(Pointing dataset records)
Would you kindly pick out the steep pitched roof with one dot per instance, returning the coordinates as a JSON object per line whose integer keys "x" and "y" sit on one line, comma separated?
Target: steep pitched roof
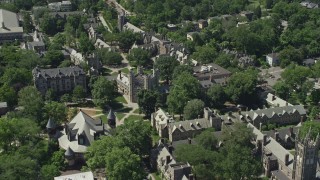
{"x": 111, "y": 115}
{"x": 50, "y": 124}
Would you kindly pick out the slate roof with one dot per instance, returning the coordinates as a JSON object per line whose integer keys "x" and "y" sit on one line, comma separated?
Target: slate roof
{"x": 3, "y": 105}
{"x": 270, "y": 112}
{"x": 81, "y": 124}
{"x": 10, "y": 22}
{"x": 273, "y": 146}
{"x": 58, "y": 72}
{"x": 190, "y": 125}
{"x": 50, "y": 124}
{"x": 111, "y": 115}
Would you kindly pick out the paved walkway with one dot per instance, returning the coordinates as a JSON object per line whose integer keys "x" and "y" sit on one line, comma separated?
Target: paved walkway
{"x": 104, "y": 23}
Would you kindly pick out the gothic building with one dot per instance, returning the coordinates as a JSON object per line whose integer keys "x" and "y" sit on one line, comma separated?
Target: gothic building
{"x": 279, "y": 163}
{"x": 131, "y": 84}
{"x": 306, "y": 157}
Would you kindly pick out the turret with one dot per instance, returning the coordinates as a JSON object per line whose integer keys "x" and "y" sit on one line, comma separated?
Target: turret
{"x": 111, "y": 118}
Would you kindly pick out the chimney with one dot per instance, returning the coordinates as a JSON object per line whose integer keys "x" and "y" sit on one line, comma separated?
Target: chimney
{"x": 167, "y": 159}
{"x": 286, "y": 159}
{"x": 191, "y": 177}
{"x": 276, "y": 136}
{"x": 264, "y": 139}
{"x": 291, "y": 131}
{"x": 170, "y": 148}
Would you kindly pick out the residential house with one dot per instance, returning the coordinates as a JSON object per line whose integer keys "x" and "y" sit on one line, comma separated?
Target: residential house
{"x": 211, "y": 74}
{"x": 77, "y": 176}
{"x": 131, "y": 84}
{"x": 10, "y": 29}
{"x": 279, "y": 163}
{"x": 273, "y": 59}
{"x": 163, "y": 160}
{"x": 181, "y": 130}
{"x": 202, "y": 24}
{"x": 276, "y": 101}
{"x": 3, "y": 108}
{"x": 275, "y": 115}
{"x": 60, "y": 80}
{"x": 78, "y": 135}
{"x": 309, "y": 5}
{"x": 63, "y": 6}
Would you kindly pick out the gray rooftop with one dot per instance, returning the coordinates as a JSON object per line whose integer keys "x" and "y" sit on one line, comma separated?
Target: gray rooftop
{"x": 9, "y": 22}
{"x": 58, "y": 72}
{"x": 3, "y": 105}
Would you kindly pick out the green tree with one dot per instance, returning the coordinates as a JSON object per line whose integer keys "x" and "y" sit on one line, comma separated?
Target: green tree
{"x": 31, "y": 100}
{"x": 123, "y": 164}
{"x": 216, "y": 96}
{"x": 135, "y": 135}
{"x": 282, "y": 89}
{"x": 17, "y": 166}
{"x": 16, "y": 77}
{"x": 185, "y": 88}
{"x": 241, "y": 87}
{"x": 147, "y": 101}
{"x": 207, "y": 140}
{"x": 166, "y": 66}
{"x": 56, "y": 111}
{"x": 85, "y": 44}
{"x": 109, "y": 57}
{"x": 311, "y": 127}
{"x": 78, "y": 93}
{"x": 193, "y": 109}
{"x": 205, "y": 54}
{"x": 48, "y": 172}
{"x": 180, "y": 69}
{"x": 16, "y": 130}
{"x": 139, "y": 57}
{"x": 27, "y": 22}
{"x": 103, "y": 91}
{"x": 7, "y": 94}
{"x": 54, "y": 58}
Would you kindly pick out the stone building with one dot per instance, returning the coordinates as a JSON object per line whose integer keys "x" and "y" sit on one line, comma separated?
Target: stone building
{"x": 10, "y": 29}
{"x": 163, "y": 160}
{"x": 60, "y": 80}
{"x": 211, "y": 74}
{"x": 78, "y": 135}
{"x": 131, "y": 84}
{"x": 279, "y": 163}
{"x": 275, "y": 115}
{"x": 181, "y": 130}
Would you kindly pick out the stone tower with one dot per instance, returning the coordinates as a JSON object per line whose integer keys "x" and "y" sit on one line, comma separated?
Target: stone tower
{"x": 131, "y": 84}
{"x": 306, "y": 157}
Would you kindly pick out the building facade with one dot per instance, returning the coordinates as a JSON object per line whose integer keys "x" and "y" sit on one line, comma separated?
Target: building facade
{"x": 131, "y": 84}
{"x": 10, "y": 29}
{"x": 60, "y": 80}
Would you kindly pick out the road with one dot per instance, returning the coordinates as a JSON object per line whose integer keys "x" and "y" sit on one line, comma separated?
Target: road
{"x": 119, "y": 8}
{"x": 104, "y": 23}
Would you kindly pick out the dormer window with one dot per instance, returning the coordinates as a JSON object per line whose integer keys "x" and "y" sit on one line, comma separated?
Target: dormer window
{"x": 81, "y": 139}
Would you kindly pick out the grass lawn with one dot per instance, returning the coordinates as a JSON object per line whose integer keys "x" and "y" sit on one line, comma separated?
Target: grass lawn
{"x": 133, "y": 118}
{"x": 121, "y": 99}
{"x": 136, "y": 111}
{"x": 156, "y": 175}
{"x": 104, "y": 118}
{"x": 119, "y": 115}
{"x": 105, "y": 72}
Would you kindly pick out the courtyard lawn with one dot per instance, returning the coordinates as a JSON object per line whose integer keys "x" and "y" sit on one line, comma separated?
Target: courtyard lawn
{"x": 133, "y": 118}
{"x": 121, "y": 99}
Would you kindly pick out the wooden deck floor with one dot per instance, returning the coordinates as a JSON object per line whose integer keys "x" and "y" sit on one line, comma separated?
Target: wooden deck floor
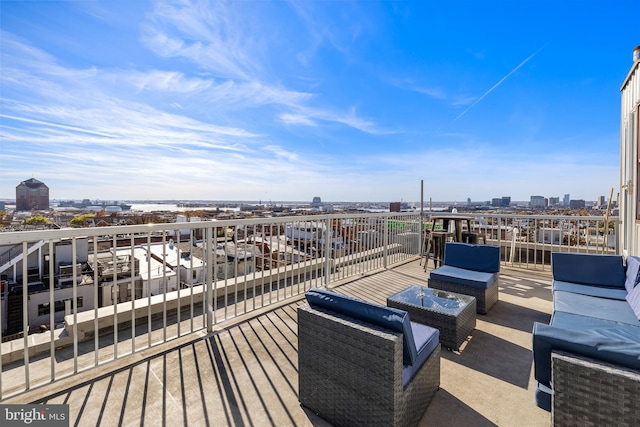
{"x": 245, "y": 374}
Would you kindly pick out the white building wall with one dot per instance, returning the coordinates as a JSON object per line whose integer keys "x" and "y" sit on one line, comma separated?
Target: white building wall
{"x": 629, "y": 185}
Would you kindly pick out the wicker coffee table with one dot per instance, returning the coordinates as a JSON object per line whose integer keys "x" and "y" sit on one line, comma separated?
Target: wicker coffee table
{"x": 454, "y": 315}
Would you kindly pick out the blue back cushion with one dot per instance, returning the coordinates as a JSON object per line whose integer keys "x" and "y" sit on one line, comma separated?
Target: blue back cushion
{"x": 379, "y": 315}
{"x": 633, "y": 273}
{"x": 589, "y": 269}
{"x": 633, "y": 298}
{"x": 483, "y": 258}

- **GIVEN TASK**: Rewrite every record above, replacing "one dot per instance" with "a single point for each instance" wherever it occurs and changing nothing else. Omit the pictures from your answer.

- **RESULT**:
Would you kindly pick out the steep pitched roof with a single point for each instance, returning the coordinates as a JSON object per line whose integer keys "x" and "y" sit on one line, comma separated?
Target: steep pitched roof
{"x": 111, "y": 115}
{"x": 50, "y": 124}
Would you kindly pick out the slate roof with a single point for each instance, returning the coordinates as a JSON object per line whose integer keys "x" and "y" sit on one line, comma separated?
Target: slate roof
{"x": 3, "y": 105}
{"x": 270, "y": 112}
{"x": 81, "y": 124}
{"x": 10, "y": 22}
{"x": 273, "y": 146}
{"x": 58, "y": 72}
{"x": 190, "y": 125}
{"x": 50, "y": 124}
{"x": 111, "y": 115}
Would you kindly pick out the paved walkway with a single point for each instance, returning the coordinates as a JSON object per line whose integer keys "x" and "y" sit on one line, comma separated?
Target: paved walkway
{"x": 104, "y": 23}
Would you kindly pick out the gothic building with a single point for each instance, returning the coordinates as a JSON object per line whose integer keys "x" and "y" sit on one line, comma separated?
Target: gothic building
{"x": 279, "y": 163}
{"x": 131, "y": 84}
{"x": 306, "y": 157}
Would you kindly pick out the turret with a single point for each instance, returning the coordinates as a JSON object per line whose integer keys "x" and "y" sit on one line, comma separated?
Target: turret
{"x": 111, "y": 118}
Would you kindly pick out the chimney with a single point for each instance, returning the coordinates as a JSON object per line whose integer keys "x" and "y" sit on one line, comma separated?
Target: chimney
{"x": 167, "y": 159}
{"x": 286, "y": 159}
{"x": 191, "y": 177}
{"x": 276, "y": 136}
{"x": 264, "y": 139}
{"x": 291, "y": 131}
{"x": 170, "y": 148}
Would you kindly pick out the residential house with a single point for each instance, returning the coordinates as a JSON object per line whose integer keys "x" and "y" sit on one line, comma separated?
Target: residential house
{"x": 211, "y": 74}
{"x": 77, "y": 176}
{"x": 131, "y": 84}
{"x": 10, "y": 29}
{"x": 279, "y": 163}
{"x": 273, "y": 59}
{"x": 163, "y": 160}
{"x": 181, "y": 130}
{"x": 202, "y": 24}
{"x": 276, "y": 101}
{"x": 3, "y": 108}
{"x": 275, "y": 115}
{"x": 60, "y": 80}
{"x": 78, "y": 135}
{"x": 309, "y": 5}
{"x": 63, "y": 6}
Would you kindly pick out the gray rooftop with a single point for each instance, returning the coordinates as a JSON object per line whose integer keys "x" and "y" sit on one line, comma separated?
Target: gray rooftop
{"x": 9, "y": 22}
{"x": 58, "y": 72}
{"x": 3, "y": 105}
Would you kindly pick out the green tree with a single point for each instance, returning the coordinates as a JSON object per line whose integer keys "x" and "y" sit on one line, comma separated?
Target: green tree
{"x": 31, "y": 100}
{"x": 123, "y": 164}
{"x": 216, "y": 96}
{"x": 135, "y": 135}
{"x": 282, "y": 89}
{"x": 17, "y": 166}
{"x": 16, "y": 77}
{"x": 185, "y": 88}
{"x": 241, "y": 87}
{"x": 147, "y": 101}
{"x": 207, "y": 140}
{"x": 166, "y": 66}
{"x": 56, "y": 111}
{"x": 85, "y": 44}
{"x": 109, "y": 57}
{"x": 311, "y": 127}
{"x": 78, "y": 93}
{"x": 193, "y": 109}
{"x": 205, "y": 54}
{"x": 48, "y": 172}
{"x": 180, "y": 69}
{"x": 16, "y": 130}
{"x": 139, "y": 57}
{"x": 27, "y": 22}
{"x": 103, "y": 91}
{"x": 7, "y": 94}
{"x": 54, "y": 58}
Would you kindly pick out the stone building with a single point for each instance, returning the coordinates as a JSON object per line whose integer keys "x" and "y" sit on one line, comma separated?
Target: stone building
{"x": 10, "y": 29}
{"x": 163, "y": 160}
{"x": 60, "y": 80}
{"x": 211, "y": 74}
{"x": 78, "y": 135}
{"x": 131, "y": 84}
{"x": 279, "y": 163}
{"x": 275, "y": 115}
{"x": 181, "y": 130}
Would you kindly pick out the stone tower with a single point for each instance, returning the coordinates as a JSON object per line whose integer keys "x" and "y" sit on one line, comma separated?
Target: stone tower
{"x": 131, "y": 84}
{"x": 306, "y": 157}
Would you kindly pick out the building facade with a single point for each instance, returning the coordinates as a JSON object per line whose integer keys "x" and "y" sit on one line, comma separated?
Target: building facade
{"x": 131, "y": 84}
{"x": 10, "y": 29}
{"x": 60, "y": 80}
Would you kindly pick out the road with a single point for each instance, returning the coordinates as a JSON object per line whose integer keys "x" and "y" sit on one line, comma separated?
Target: road
{"x": 119, "y": 8}
{"x": 104, "y": 23}
Would you kindly pick out the dormer window with a single point for each instance, returning the coordinates as a JSON object per line whose integer keys "x" and "y" sit on one line, comma separated?
Target: dormer window
{"x": 81, "y": 139}
Would you kindly pick out the grass lawn with a single point for each instance, returning the coordinates as a JSON object per line whose integer keys "x" and "y" sit on one line, comma separated?
Target: grass lawn
{"x": 133, "y": 118}
{"x": 121, "y": 99}
{"x": 136, "y": 111}
{"x": 156, "y": 175}
{"x": 104, "y": 118}
{"x": 119, "y": 115}
{"x": 105, "y": 72}
Would you kindly pick out the courtyard lawn with a single point for each instance, returning the coordinates as a JSON object per line whose integer keys "x" and "y" sit on one line, comma separated?
Target: courtyard lawn
{"x": 133, "y": 118}
{"x": 121, "y": 99}
Would you kindly pick out the wooden deck floor with a single point for each instance, returning the coordinates as a JSON object per line whose integer keys "x" and "y" sit on one line, comma separated?
Target: wooden deck floor
{"x": 245, "y": 374}
Would you kindly pick out the white building wall with a single point for each instance, returning the coordinates as a JSON object per line whose integer keys "x" and "y" sit on one line, comma separated?
Target: white building wall
{"x": 629, "y": 185}
Would you kindly pick out the wicker coffee table with a single point for each instance, returning the coordinates as a JSON object per line whose integer keys "x" and "y" sit on one line, comma separated?
Target: wicker coffee table
{"x": 454, "y": 315}
Would you kindly pick out the blue back cushion with a single point for each instance, returning the coordinates as a JSON object per line whose integer keys "x" and "y" sit on one line, comma separated?
Target: blue back cushion
{"x": 379, "y": 315}
{"x": 633, "y": 273}
{"x": 589, "y": 269}
{"x": 633, "y": 298}
{"x": 483, "y": 258}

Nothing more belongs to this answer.